### Work to be completed
Reproduce word for word the stretch of the entries below that opens with the line containing "TASK = point to the distant" and closes with the line containing "[1189, 369]". Include both of those lines.
#####
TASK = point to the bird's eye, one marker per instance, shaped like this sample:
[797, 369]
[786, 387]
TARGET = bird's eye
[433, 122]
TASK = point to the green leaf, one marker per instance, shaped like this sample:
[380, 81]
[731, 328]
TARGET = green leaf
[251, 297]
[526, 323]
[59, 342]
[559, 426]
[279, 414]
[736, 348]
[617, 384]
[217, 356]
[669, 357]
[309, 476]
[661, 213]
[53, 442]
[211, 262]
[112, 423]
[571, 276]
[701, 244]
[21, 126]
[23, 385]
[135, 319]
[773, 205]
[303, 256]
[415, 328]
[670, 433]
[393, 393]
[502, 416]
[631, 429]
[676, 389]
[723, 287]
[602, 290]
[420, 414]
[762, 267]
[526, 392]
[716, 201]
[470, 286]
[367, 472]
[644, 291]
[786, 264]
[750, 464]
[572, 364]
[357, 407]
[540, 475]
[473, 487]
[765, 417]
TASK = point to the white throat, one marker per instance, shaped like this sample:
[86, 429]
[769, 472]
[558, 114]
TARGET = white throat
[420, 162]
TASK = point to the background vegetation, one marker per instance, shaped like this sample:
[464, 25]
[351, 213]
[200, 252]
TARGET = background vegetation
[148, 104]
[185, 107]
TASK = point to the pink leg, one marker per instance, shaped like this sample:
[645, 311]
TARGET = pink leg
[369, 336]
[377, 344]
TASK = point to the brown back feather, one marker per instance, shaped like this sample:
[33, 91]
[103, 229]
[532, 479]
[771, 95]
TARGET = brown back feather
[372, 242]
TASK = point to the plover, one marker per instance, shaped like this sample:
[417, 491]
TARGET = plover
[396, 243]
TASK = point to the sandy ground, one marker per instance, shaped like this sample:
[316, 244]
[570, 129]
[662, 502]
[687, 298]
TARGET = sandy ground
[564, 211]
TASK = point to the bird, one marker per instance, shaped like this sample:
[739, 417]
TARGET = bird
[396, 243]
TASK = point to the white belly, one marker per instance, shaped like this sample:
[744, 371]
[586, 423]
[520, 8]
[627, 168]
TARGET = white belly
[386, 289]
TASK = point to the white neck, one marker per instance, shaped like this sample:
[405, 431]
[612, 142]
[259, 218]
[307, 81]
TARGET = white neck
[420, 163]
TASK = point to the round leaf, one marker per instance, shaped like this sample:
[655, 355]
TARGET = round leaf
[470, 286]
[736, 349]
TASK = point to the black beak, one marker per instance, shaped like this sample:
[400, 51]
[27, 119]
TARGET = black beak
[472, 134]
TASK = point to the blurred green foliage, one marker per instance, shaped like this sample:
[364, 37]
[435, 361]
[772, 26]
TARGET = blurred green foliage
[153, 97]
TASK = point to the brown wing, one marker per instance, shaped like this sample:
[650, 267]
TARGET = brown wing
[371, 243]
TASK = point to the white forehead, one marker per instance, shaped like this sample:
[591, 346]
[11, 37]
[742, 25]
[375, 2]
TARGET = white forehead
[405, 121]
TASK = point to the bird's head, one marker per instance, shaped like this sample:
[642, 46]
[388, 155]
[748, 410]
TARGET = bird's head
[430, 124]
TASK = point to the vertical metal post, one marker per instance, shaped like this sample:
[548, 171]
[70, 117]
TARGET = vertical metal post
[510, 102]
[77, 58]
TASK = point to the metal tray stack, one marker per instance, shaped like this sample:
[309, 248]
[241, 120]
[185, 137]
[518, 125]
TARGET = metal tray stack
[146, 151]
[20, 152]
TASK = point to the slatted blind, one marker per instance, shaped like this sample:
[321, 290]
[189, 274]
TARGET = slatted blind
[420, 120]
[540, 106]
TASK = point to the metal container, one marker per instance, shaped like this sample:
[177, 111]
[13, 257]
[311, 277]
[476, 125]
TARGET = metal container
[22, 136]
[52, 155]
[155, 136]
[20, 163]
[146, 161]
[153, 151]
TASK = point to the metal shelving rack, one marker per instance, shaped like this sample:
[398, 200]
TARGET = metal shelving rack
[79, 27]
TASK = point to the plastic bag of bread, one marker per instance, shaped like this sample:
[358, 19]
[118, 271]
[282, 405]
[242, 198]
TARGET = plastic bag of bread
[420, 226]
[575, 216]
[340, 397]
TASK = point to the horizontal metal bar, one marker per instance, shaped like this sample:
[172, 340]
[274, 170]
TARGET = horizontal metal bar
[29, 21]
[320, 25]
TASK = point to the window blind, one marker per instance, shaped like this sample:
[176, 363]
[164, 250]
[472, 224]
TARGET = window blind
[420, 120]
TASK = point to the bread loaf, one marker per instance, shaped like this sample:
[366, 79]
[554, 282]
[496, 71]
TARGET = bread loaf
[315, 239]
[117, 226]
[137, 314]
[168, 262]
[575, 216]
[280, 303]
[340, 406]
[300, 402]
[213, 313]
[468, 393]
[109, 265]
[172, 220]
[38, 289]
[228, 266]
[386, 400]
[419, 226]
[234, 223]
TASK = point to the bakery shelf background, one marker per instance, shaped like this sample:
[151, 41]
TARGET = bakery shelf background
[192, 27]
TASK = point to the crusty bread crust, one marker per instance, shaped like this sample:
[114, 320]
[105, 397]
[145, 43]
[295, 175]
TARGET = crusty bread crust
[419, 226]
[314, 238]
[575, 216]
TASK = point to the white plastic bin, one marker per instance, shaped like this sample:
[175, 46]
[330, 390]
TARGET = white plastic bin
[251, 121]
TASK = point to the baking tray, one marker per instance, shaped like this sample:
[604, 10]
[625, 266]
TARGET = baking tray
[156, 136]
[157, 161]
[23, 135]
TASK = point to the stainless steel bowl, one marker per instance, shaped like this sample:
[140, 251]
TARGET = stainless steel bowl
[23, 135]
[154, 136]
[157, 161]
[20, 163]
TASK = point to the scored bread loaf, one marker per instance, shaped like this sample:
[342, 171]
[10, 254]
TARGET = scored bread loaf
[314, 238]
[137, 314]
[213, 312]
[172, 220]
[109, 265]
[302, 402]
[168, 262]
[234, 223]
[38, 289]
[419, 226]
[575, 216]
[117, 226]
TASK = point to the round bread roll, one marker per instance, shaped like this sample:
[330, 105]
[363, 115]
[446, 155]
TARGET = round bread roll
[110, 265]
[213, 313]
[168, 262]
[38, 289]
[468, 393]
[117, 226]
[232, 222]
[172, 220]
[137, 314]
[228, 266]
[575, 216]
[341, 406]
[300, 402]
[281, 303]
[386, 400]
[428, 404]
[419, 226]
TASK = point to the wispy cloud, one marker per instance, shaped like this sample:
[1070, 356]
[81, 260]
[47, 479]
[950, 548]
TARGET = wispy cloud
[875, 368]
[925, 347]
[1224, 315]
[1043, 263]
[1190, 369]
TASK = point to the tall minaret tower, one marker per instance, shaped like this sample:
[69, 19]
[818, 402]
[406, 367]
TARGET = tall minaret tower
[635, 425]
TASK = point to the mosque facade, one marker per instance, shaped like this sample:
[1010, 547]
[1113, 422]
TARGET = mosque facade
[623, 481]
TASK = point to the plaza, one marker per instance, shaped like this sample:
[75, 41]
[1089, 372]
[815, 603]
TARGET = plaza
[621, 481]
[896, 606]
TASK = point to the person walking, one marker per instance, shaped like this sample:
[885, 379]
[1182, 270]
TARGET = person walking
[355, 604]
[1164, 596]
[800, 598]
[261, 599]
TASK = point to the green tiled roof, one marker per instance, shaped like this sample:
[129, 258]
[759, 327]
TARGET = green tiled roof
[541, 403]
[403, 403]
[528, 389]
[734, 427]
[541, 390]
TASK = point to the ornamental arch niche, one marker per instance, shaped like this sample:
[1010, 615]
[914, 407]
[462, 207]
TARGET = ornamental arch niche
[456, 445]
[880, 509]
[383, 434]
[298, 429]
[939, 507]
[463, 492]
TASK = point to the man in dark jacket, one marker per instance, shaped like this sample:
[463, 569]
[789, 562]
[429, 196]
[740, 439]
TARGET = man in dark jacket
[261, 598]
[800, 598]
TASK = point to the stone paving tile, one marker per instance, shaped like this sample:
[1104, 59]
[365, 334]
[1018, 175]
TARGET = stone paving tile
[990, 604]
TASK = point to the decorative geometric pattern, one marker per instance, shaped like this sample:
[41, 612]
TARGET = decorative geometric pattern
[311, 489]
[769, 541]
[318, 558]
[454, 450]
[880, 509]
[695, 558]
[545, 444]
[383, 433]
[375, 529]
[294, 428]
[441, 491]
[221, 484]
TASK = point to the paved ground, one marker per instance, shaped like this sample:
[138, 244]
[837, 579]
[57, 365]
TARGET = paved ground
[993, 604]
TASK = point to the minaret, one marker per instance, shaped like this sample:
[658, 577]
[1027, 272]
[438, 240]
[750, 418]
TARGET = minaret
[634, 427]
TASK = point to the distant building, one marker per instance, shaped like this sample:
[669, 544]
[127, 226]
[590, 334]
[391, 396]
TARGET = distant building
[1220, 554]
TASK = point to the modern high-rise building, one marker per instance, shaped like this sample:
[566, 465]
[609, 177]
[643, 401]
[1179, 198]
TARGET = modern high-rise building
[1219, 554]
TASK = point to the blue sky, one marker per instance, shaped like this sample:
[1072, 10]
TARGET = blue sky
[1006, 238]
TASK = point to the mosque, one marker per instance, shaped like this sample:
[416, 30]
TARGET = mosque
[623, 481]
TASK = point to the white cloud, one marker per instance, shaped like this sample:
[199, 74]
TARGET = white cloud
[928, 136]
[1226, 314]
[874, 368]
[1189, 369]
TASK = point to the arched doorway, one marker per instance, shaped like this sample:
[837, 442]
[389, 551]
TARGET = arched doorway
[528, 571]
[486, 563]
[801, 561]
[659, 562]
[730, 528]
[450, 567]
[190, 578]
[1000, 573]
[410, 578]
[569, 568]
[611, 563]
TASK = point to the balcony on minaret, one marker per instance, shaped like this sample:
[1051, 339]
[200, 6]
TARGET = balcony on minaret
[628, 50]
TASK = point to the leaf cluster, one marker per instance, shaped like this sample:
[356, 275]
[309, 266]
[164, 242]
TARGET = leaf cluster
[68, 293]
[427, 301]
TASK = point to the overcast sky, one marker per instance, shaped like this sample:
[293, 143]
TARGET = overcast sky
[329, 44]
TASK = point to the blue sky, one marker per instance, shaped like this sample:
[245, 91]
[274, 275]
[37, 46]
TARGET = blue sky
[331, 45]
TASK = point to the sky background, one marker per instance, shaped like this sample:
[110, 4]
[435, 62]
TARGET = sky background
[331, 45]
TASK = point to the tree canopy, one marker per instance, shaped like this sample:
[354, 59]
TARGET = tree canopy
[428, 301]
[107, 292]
#####
### Solution for this task
TASK = point to the distant building, one marker per instance, shaped like this sample:
[669, 544]
[127, 226]
[590, 334]
[391, 396]
TARGET = distant building
[1220, 554]
TASK = point to the modern high-rise building, one marker per instance, shaped like this sample:
[566, 465]
[609, 177]
[643, 401]
[1179, 198]
TARGET = modern high-rise building
[1219, 554]
TASK = point to the blue sky, one marker per instance, shaped like this sample:
[1072, 10]
TARGET = blue sky
[1006, 238]
TASK = point to the mosque, one marker per instance, shaped like this sample:
[416, 30]
TARGET = mosque
[623, 481]
TASK = point to the white cloud, one marker per instance, shaped like this sample:
[199, 74]
TARGET = white cloud
[928, 136]
[1226, 314]
[874, 368]
[1189, 369]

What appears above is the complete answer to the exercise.